Exercise requirements - Copy out the entries from the line containing "Outline the pointed" through the line containing "[601,709,770,811]", both ends included, substituting "Trace" for every "Outline" and keeping everything else the same. Give only those lines.

Provided entries -
========================================
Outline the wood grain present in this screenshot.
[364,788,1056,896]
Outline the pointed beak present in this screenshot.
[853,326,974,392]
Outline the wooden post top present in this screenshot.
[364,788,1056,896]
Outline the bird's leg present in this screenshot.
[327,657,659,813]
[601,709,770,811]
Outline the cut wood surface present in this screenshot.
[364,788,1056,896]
========================================
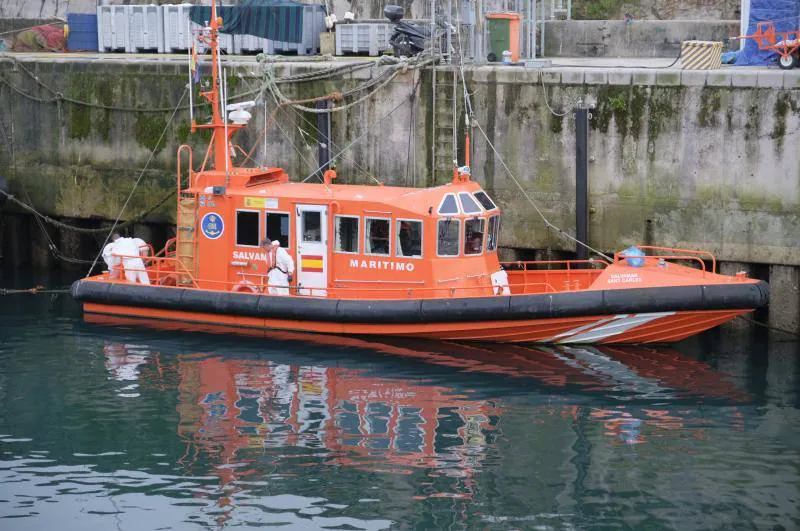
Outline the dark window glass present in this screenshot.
========================================
Solution below -
Trace the pointed beak present in this screenshot.
[853,326,974,392]
Trace the wooden post top present in this screenshot.
[364,788,1056,896]
Trace the bird's leg present in this screenshot.
[327,657,659,813]
[601,709,770,811]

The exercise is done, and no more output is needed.